- Opening Delimiter -
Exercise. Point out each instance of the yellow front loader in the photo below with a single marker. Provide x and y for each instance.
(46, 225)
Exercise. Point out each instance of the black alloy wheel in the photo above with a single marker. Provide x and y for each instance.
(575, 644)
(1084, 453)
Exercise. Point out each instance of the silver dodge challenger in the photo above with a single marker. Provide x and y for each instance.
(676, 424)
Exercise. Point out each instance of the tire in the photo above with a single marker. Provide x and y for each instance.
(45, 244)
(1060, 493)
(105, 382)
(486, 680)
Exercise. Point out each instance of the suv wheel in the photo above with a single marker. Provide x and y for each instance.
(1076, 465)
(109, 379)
- Closing Delimiter -
- Opening Delimiter -
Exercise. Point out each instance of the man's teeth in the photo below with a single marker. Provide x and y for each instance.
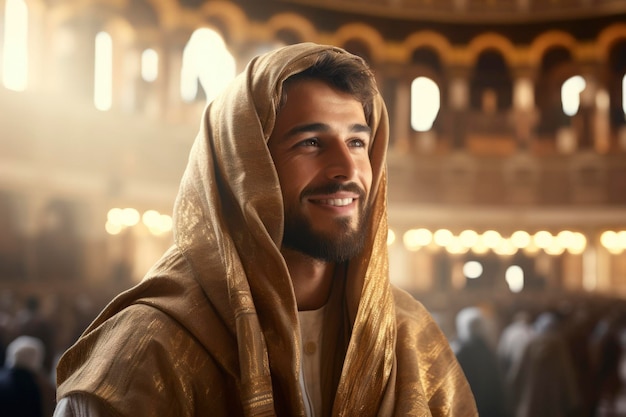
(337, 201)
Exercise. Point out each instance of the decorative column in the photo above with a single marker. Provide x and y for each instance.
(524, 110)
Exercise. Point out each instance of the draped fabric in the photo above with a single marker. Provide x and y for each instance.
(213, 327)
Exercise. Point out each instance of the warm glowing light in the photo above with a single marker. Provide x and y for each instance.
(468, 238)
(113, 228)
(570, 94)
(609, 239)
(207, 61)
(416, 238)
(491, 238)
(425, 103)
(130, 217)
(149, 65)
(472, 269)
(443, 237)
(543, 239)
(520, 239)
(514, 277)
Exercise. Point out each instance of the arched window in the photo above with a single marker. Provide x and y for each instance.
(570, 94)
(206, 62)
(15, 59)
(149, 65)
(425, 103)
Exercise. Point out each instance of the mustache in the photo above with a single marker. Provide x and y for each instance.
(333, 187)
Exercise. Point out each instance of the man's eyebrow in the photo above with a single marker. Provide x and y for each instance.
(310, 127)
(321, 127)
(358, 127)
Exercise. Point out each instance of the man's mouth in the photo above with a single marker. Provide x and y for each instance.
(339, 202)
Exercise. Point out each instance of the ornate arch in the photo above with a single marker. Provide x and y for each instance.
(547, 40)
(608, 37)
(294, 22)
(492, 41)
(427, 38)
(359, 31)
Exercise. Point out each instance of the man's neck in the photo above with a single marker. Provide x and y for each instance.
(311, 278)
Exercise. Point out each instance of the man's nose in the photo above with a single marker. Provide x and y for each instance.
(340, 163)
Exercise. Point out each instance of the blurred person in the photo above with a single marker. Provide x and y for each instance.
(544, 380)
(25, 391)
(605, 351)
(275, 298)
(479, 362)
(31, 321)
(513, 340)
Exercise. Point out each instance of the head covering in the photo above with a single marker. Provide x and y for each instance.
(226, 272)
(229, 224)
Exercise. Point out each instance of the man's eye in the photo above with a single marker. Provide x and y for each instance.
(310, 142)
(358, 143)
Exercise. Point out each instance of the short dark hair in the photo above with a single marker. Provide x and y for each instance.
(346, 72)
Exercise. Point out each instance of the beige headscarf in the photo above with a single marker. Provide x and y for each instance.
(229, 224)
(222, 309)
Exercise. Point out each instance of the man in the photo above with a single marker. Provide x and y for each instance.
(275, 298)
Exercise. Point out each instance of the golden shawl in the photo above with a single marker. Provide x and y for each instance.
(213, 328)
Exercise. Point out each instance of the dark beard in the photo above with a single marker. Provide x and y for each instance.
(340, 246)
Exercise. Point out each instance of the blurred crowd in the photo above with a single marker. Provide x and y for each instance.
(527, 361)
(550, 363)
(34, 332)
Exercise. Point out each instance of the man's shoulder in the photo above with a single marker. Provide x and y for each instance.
- Closing Delimiter -
WHAT TO WORK ON — Repeat word for word the lines above that run from the line containing "Exercise. Point out each instance of the head" through the line containing "Exercise. Point out each instance of the man's shoulder", both ends included, and nothing else.

RESULT FOR THIS EXERCISE —
Exercise. Point out each instance of the head covering in the photo above with a single marker. Provide x and y for each instance.
(226, 272)
(229, 224)
Exercise. Point out each instance of the man's eye in the photo above with a single marker. Provide x and y for each instance.
(310, 142)
(358, 143)
Exercise. Point out each instance of the short dark hair in the photo above with a single marker. Provide x and y for each instance.
(346, 72)
Exercise. Point out each instance of the beige headscarf in the photo above with a single marker. Provide x and y for each instance.
(229, 224)
(222, 309)
Exercise. Point out each instance of the man in the photo above with a single marker. Provide x and y for each instance.
(275, 298)
Exercise. Point out each instance of the golden shawl in the photo above with a single marker. Provide x and y for each instance.
(213, 328)
Exercise. Point out each instance of the dark beard in the photo above with a single marker. Provide x and y for each instance.
(340, 246)
Exercise. Point out each instance of the blurred crowd in the photo above with a single marker. Provide x and y for each instance.
(527, 361)
(550, 363)
(34, 332)
Exercise. Point out each instance of the man's shoulder in the photo above with a single marker. Provide x and y for each instance.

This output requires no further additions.